• [WHAT YOU ARE ASKED TO DO] Copy out the whole listing below word for word, line by line.

• [GIVEN ENTRIES]
◆ ◆ ◆ ◆ ◆
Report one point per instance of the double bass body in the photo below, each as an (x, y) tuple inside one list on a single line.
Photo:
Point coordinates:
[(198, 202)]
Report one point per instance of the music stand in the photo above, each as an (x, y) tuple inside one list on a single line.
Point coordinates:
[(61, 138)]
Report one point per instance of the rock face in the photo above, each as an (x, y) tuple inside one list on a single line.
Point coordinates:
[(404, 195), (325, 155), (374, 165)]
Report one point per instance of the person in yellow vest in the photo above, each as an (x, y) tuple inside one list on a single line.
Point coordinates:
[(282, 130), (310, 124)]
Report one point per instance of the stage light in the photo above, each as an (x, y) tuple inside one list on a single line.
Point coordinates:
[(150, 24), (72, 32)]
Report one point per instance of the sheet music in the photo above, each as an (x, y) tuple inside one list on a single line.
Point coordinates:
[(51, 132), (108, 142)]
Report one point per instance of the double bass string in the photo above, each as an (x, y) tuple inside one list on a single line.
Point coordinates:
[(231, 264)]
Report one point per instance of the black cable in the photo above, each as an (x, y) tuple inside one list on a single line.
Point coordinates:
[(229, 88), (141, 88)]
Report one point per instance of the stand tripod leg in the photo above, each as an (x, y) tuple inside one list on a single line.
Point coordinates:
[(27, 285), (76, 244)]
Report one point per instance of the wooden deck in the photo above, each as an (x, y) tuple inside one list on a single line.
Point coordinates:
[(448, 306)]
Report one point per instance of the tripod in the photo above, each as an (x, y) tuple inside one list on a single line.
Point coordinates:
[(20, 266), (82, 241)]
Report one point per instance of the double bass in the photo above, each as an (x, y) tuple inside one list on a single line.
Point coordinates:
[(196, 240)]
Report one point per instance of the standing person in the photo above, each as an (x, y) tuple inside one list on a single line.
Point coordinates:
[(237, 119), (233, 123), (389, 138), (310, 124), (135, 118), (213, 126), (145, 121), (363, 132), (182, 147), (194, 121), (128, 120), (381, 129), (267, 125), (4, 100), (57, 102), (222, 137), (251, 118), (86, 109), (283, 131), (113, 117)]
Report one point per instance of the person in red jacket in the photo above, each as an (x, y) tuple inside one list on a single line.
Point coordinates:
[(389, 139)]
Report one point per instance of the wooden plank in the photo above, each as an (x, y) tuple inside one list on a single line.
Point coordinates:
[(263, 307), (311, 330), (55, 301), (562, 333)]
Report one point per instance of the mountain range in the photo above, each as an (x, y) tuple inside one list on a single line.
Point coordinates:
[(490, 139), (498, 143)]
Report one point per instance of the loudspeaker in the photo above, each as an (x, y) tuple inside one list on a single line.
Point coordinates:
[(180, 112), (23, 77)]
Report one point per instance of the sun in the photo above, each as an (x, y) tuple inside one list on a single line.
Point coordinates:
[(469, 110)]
◆ ◆ ◆ ◆ ◆
• [RESULT FOR THIS TASK]
Report one point per instance of the double bass body in the photo below, each as an (x, y) tuple inside one list on a single line.
Photo:
Point coordinates:
[(198, 202)]
Report one point per instance of the music stand in the photo above, each as an (x, y) tuple inside one list on a single line.
Point coordinates:
[(61, 138)]
Report one point per instance of the rock face in the photo above, each as an (x, y) tuple inside one list on a single line.
Point coordinates:
[(404, 195), (325, 155), (374, 165)]
Report one point per instance of the person in yellow vest in the photo above, each as an (x, y) tuple inside one list on a single line.
Point coordinates:
[(282, 130), (310, 124)]
Report one point per instance of the stage light in the photo above, each as an (x, y) tuple inside one list on a single line.
Point coordinates:
[(150, 24), (72, 32)]
Report one point per instance of the sheet music in the photo above, each as an (x, y) tuple inside one list on a single line.
Point coordinates:
[(51, 132), (108, 142)]
Report one point per instance of the double bass string in the photo above, each as an (x, y) tuple inside one list on a single line.
Point coordinates:
[(231, 264)]
Report one point per instance of the black cable in the photo above, each as an (x, y) tuple inside one list on a single line.
Point coordinates:
[(229, 88), (141, 88)]
Report one point per instance of the stand tripod leg in the photo above, each as an (x, y) tuple inside one list on a single line.
Point coordinates:
[(27, 285), (76, 244)]
Report one point per instance of the wooden deck in the photo above, each as an (x, y) tuple inside one list on a single line.
Point coordinates:
[(448, 306)]
Report one point per instance of the tripod in the photo above, each as an (x, y) tuple inside one list on a single line.
Point coordinates:
[(20, 266), (82, 241)]
Report one point per instance of the double bass in the photo above, each as an (x, y) tuple inside one list on a single line.
Point coordinates:
[(196, 240)]
Report one point per instance of the standing person in the photo above, each as an (x, y) tuple inside one list on a single line.
Point coordinates:
[(237, 119), (233, 123), (389, 138), (310, 124), (135, 118), (213, 126), (145, 121), (363, 132), (182, 147), (194, 121), (128, 120), (381, 129), (267, 125), (4, 100), (57, 102), (222, 137), (251, 118), (86, 109), (283, 131), (113, 117)]
Report one point per instance of the person in red jacket in the photo above, each as an (x, y) tuple inside one list on a single line.
Point coordinates:
[(389, 139)]
Report one point per instance of the wooden plank in the photo above, each as an (x, y) tuple inside one list on a single line.
Point coordinates:
[(263, 307), (311, 330), (55, 301), (562, 333)]
Report one point per instance of the mountain range in the photo above, each as an (x, y) tuple inside one list on a single line.
Point coordinates:
[(490, 139), (498, 143)]
Report one point per instance of the loudspeaker in the photo above, each as an (x, y) tuple inside one list on a single line.
Point coordinates:
[(180, 112), (23, 77)]
Report one point per instance of the sun in the photo above, each as an (x, y) tuple inside one list on a single line.
Point coordinates:
[(469, 110)]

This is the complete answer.